** EXERCISE TASK **
Transcribe the records below exactly, leaving out any pictures.

** Dataset rows on where objects appear **
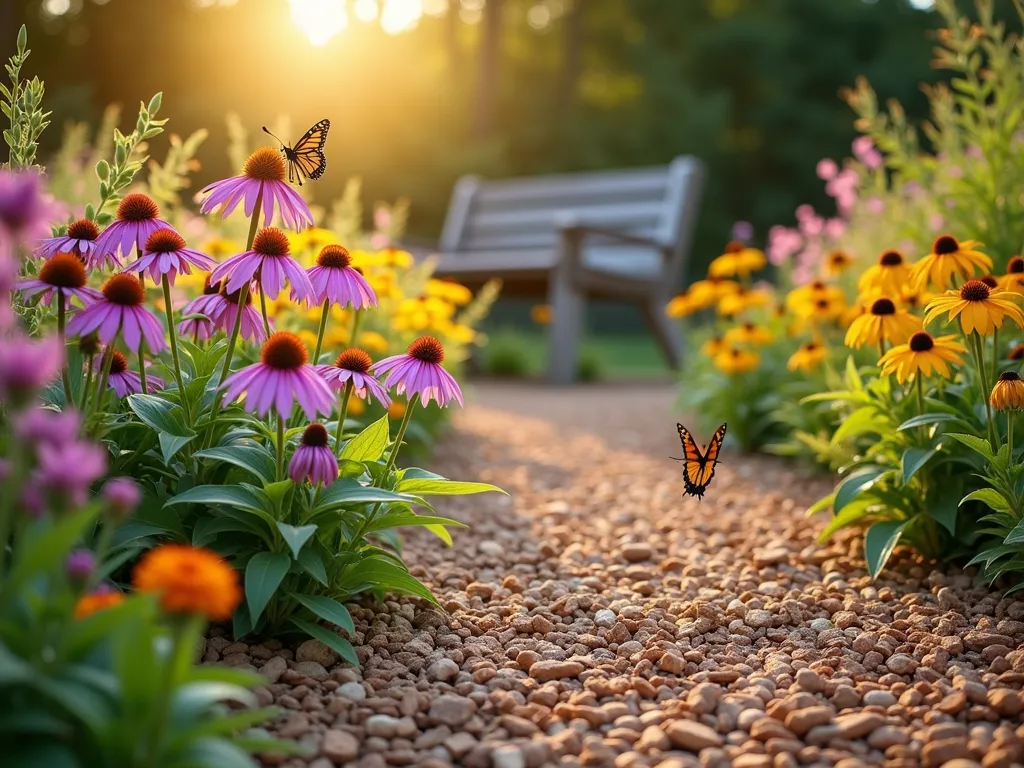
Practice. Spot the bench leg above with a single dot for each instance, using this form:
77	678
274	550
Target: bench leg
567	308
666	331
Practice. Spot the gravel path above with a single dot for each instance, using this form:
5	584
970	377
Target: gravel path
596	617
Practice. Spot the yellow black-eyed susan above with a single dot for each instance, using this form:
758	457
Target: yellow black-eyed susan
733	360
923	354
742	299
749	333
883	322
737	261
889	275
1008	394
808	357
979	307
949	257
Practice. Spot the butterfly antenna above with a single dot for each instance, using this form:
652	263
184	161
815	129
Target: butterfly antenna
267	130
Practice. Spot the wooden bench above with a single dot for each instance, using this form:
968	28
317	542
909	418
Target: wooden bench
610	235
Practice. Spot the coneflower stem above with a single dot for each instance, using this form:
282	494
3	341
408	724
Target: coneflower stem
399	437
104	375
281	446
325	312
65	375
262	308
141	370
341	417
172	334
233	338
89	364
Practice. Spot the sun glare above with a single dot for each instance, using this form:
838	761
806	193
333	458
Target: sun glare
320	19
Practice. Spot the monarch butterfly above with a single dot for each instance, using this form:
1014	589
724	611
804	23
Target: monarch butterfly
698	467
306	159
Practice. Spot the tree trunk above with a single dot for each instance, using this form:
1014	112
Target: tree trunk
487	88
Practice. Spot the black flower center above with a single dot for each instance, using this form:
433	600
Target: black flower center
284	351
314	436
945	245
891	258
353	359
883	306
427	349
922	342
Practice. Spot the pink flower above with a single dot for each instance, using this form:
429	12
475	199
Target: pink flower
124	381
353	365
137	218
263	178
826	169
335	280
120	310
81	241
282	377
268	263
419	372
165	253
312	460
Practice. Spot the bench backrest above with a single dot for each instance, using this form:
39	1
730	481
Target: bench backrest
524	213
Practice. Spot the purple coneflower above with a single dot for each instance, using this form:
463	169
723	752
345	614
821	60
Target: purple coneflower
64	274
41	425
262	178
165	253
282	376
81	241
335	280
66	472
27	366
269	263
120	310
124	381
419	372
210	305
137	218
312	460
353	366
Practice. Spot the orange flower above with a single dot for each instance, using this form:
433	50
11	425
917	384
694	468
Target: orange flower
98	600
189	581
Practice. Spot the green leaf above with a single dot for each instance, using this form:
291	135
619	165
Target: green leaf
232	496
264	573
256	461
370	444
978	444
170	444
927	419
990	497
847	491
443	487
159	414
913	460
880	541
295	537
944	512
329	609
336	643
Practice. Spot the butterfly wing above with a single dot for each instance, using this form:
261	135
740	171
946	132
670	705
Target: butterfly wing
307	158
698	467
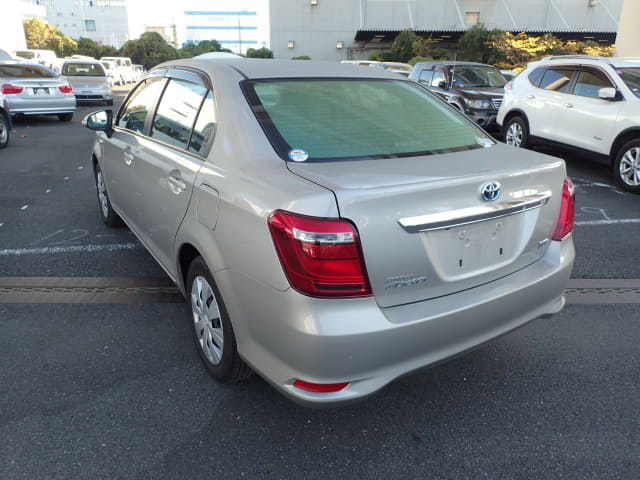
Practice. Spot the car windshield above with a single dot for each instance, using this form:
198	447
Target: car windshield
329	119
631	76
25	54
26	71
83	69
476	76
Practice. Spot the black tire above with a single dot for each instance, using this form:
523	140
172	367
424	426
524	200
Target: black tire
211	327
107	213
516	132
5	130
626	166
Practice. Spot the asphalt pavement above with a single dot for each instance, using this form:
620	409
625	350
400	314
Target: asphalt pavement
115	389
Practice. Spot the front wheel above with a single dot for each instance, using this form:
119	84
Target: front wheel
211	326
516	132
5	130
107	213
626	166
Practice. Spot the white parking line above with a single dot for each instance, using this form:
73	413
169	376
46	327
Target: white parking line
17	252
617	221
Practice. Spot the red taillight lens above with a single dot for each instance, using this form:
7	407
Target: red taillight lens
7	89
320	256
564	226
320	387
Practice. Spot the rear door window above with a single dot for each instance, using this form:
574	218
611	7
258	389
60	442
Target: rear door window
135	112
177	112
589	83
558	80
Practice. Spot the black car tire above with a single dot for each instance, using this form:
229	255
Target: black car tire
5	130
107	213
516	132
626	166
211	326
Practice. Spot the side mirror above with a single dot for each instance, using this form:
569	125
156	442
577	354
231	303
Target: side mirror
608	93
100	121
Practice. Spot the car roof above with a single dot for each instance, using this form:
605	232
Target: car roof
451	63
591	60
254	68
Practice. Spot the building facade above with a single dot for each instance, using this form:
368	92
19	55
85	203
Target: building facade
352	29
239	28
11	30
103	21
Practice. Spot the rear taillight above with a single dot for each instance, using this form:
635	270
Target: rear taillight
320	387
564	225
320	256
8	89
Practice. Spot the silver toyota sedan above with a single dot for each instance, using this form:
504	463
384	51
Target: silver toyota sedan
333	227
32	89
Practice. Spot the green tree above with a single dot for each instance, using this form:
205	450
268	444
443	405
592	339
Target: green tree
40	35
149	50
263	52
402	46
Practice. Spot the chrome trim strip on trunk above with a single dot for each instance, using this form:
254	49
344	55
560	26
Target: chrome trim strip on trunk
465	216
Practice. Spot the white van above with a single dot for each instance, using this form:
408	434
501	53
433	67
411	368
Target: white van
47	58
124	69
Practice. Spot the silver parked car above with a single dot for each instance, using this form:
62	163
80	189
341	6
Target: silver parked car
333	227
89	80
32	89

** EXERCISE ANSWER **
Practice. Spot the bench leg above with a single dot for each instance, using this form:
77	678
274	550
Target: bench leg
567	308
666	331
Practice. Spot the gravel path above with a single dot for each instance, using this form:
5	584
970	377
Target: gravel path
596	617
Practice. Spot the yellow black-eyed susan above with a single dot for each instance, using this form:
758	457
Target: yellow black-eyed susan
733	360
923	354
742	299
749	333
883	322
737	261
889	275
1008	394
808	357
979	307
949	257
Practice. Spot the butterfly antenna above with a single dot for each instance, using this form:
652	263
184	161
815	129
Target: butterfly antenna
267	130
Practice. Spot the wooden bench above with a single dot for each instance, using this form:
968	28
317	542
909	418
Target: wooden bench
610	235
Practice. Spot the coneflower stem above with a single dot for each instance, using this form:
282	494
3	341
408	724
Target: coneflower stem
399	437
104	375
281	446
325	312
65	375
262	308
141	370
341	417
172	334
233	338
89	364
Practice. Spot the sun glare above with a single dot for each instance, using this form:
838	761
806	193
333	458
Target: sun glare
320	19
Practice. Spot the monarch butterfly above with a single dot for each instance, using this form:
1014	589
724	611
804	23
Target: monarch butterfly
698	467
306	159
Practice. Spot the tree trunk above with a single dot for each instance, using this form:
1014	112
Target: tree trunk
487	88
Practice. Spot the black flower center above with a single dot for each instance, using this form:
433	600
Target: black flower center
284	351
314	436
945	245
891	258
353	359
883	306
427	349
922	342
Practice. Spot the pink flower above with a single dot for each instance, using this form:
429	12
475	199
Target: pink flower
124	381
353	365
137	218
263	178
826	169
335	280
120	310
81	241
282	377
268	263
419	372
165	253
312	460
Practice. Spot the bench backrest above with a single dot for each instance, using this form:
39	1
730	481
Target: bench backrest
524	213
Practice. Spot the purple coneflower above with a single dot for each instance, using this form:
463	169
723	752
345	614
821	60
Target: purple coneflower
64	274
41	425
262	178
165	253
282	376
81	241
335	280
66	472
27	366
269	263
120	310
124	381
419	372
210	305
137	218
312	460
353	366
Practice. Spot the orange flower above with a single dot for each instance, using this form:
433	50
11	425
917	384
694	468
Target: orange flower
98	600
189	581
Practice. Spot the green leaf above with a single dot for each instance, using this form:
291	135
619	165
Target: green leaf
232	496
264	573
256	461
370	444
978	444
170	444
927	419
990	497
847	491
443	487
159	414
913	460
880	541
295	537
944	512
329	609
336	643
Practice. Spot the butterfly wing above with a single dot for each instance, using this form:
261	135
740	171
946	132
670	705
Target: butterfly wing
307	158
698	467
Practice. Spot the car windshield above with a single dot for each instance, using this form:
198	447
Target: car windshield
329	119
631	76
25	54
26	71
83	69
476	76
Practice. Spot the black tire above with a single dot for each instance, using this form:
523	140
172	367
424	426
524	200
Target: black tire
211	327
107	213
516	132
5	130
626	166
Practice. Spot the asphalt pavement above with a single dot for each instance, using this form:
620	409
625	350
400	314
Target: asphalt pavement
115	389
Practice. Spot the front wheel above with a single dot for each instance, using this form:
119	84
Target: front wheel
211	326
516	132
5	130
107	213
626	166
Practice. Spot the white parking line above with a single dot for each instance, using this form:
73	413
169	376
46	327
Target: white parking line
17	252
617	221
Practice. Spot the red taillight lens above with a single dot for each instance, using this form:
7	407
Target: red taillight lens
7	89
320	256
564	226
320	387
Practice. Spot the rear door window above with a single dot for each instance, using this form:
574	218
611	7
258	389
60	442
Target: rear door window
135	112
177	112
589	83
558	80
Practice. Spot the black car tire above with a single dot for each instance, using this form:
229	255
Target: black car tire
5	130
107	213
516	132
626	166
211	326
Practice. Spot the side mirror above with a single dot for each instance, using this form:
569	125
156	442
577	354
231	303
Target: side mirror
608	93
100	121
Practice. Spot the car roof above with a single dot for each instance, using this form:
605	232
Target: car roof
451	63
591	60
254	68
Practice. Spot the building facade above with a single dot for each instance, using this form:
368	92
19	55
85	203
Target: building facade
352	29
239	28
11	30
103	21
Practice. Spot the rear taillight above with a single dot for each instance, using this form:
635	270
Target: rear taillight
320	387
564	225
320	256
8	89
Practice. Spot the silver toyota sedan above with a single dot for each instance, using this form:
504	463
384	51
Target: silver toyota sedan
333	227
32	89
Practice. Spot the green tree above with a single dot for each instance, using this form:
205	450
268	444
443	405
592	339
Target: green tree
40	35
149	50
263	52
402	46
Practice. Spot the chrome trim strip on trunk above with a single dot for each instance, using this form:
254	49
344	55
560	26
Target: chrome trim strip on trunk
465	216
Practice. Spot the white van above with a single dot for each instance, using this form:
408	434
501	53
433	67
411	368
Target: white van
47	58
124	69
Practice. Spot the silver parked car above with a single dot for each instance, using this form:
62	163
80	189
341	6
Target: silver parked car
333	227
89	80
32	89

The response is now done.